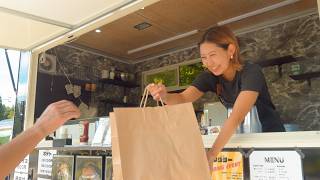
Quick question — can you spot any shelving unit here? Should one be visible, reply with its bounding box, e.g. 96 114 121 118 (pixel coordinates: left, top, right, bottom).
257 55 298 77
290 71 320 86
99 79 140 112
99 79 140 88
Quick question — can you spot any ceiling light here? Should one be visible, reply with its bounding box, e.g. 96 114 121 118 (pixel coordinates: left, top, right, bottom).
127 30 199 54
217 0 300 26
133 22 152 31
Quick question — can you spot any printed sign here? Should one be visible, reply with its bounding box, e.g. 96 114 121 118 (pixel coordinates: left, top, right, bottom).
13 172 28 180
38 150 57 176
212 152 244 180
249 151 303 180
14 155 29 174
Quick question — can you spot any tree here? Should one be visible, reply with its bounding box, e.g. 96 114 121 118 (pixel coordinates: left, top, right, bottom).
0 96 14 121
0 96 7 120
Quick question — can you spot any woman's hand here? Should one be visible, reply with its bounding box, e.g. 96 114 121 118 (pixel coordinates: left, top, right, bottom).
207 149 216 174
147 84 168 102
34 100 80 136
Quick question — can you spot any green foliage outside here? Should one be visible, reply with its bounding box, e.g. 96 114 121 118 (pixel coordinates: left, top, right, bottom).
0 97 14 121
179 62 204 86
0 136 10 145
146 69 178 87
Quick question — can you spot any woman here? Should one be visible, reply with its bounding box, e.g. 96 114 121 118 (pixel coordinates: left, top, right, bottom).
147 27 284 162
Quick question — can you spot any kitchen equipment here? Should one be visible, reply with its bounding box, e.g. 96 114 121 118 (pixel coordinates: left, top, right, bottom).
228 106 262 134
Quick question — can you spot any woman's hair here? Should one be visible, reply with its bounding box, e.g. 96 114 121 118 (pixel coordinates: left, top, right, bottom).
199 26 243 71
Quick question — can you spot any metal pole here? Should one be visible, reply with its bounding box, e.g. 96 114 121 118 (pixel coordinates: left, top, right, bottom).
4 49 17 94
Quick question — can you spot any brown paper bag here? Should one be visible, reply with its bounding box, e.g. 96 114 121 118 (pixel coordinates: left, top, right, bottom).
109 113 123 180
110 100 210 180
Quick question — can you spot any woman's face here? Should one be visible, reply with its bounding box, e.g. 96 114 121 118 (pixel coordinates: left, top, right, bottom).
200 42 233 76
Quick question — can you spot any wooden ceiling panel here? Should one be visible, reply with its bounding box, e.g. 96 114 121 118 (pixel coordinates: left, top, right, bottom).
75 0 317 63
228 0 317 30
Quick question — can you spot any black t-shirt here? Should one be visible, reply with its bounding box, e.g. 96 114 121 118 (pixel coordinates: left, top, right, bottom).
192 62 285 132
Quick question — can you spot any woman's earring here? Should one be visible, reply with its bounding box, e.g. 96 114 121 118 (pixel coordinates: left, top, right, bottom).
202 64 208 70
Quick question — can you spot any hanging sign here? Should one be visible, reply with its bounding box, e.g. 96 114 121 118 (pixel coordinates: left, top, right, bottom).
249 151 303 180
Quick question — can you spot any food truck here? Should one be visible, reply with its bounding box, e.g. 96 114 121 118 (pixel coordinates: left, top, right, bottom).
0 0 320 180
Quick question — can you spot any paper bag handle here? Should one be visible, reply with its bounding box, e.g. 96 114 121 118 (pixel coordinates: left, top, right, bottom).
140 88 164 107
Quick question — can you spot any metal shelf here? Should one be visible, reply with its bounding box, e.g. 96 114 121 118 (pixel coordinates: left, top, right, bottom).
290 71 320 86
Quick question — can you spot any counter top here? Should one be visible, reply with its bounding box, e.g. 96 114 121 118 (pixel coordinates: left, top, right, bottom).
202 131 320 148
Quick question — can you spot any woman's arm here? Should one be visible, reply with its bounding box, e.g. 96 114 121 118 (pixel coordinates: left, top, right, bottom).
208 91 259 160
0 100 80 179
147 84 204 105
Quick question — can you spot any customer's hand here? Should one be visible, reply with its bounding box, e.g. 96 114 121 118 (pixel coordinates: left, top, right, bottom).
34 100 80 136
147 84 168 101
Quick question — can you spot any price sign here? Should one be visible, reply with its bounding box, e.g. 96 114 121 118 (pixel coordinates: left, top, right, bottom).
212 152 243 180
249 151 303 180
38 150 57 176
14 155 29 174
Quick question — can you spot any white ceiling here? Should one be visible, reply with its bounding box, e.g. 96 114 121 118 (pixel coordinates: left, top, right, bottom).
0 0 159 50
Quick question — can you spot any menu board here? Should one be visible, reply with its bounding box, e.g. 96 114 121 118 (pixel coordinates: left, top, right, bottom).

· · · · ·

(EXERCISE DIRECTIONS): Swap "pixel coordinates" for "image coordinates" in the lines from the one holding "Quick question — can you spot any metal pole" through the one holding "0 0 320 180", inclusive. Return only those lines, with everything else unchanged.

(ANSWER FOR THIS EXERCISE):
Quick question — can you spot any metal pole here? Should one be visible, reply with its bounding box, e.g. 96 114 121 118 (image coordinates: left, top, right, bottom).
4 49 17 94
Quick question — can you spot any brown paper bag here? Should one be visible, reply with its bounding box, e.g. 96 114 121 118 (image coordinates: left, top, right, bottom).
109 113 123 180
110 100 210 180
Quick question — can you spot any woman's face here? Should one be visible, reply with its bounding box, e.g. 96 114 121 118 (image coordinates: left, top, right, bottom).
200 42 233 76
Quick question — can you spot any wooden ceiling panel here? Should one be visible, reply with its bounding box, e.g. 96 114 121 118 (image coordinates: left, top, right, bottom).
75 0 317 63
228 0 317 30
Quick question — can you spot any black t-shirt here? Should one be visible, reply with its bounding box, e.g. 96 114 121 118 (image coordinates: left, top, right, bottom).
192 62 285 132
Quick question — can you spot any woman's earring here? Should one be visible, reply with its bounding box, e.g. 96 114 121 118 (image coordinates: left, top, right, bottom).
202 64 208 70
Quick question — can you spot any hanging sign here? Should one be visible, reply with its bounding box, e.g. 96 114 121 118 (image coordinates: left, top, right, bottom).
249 151 303 180
Quick question — can you spot any food truck here? Should one be visible, reply with its bounding box, e.g. 96 114 121 118 (image coordinates: left, top, right, bottom).
0 0 320 180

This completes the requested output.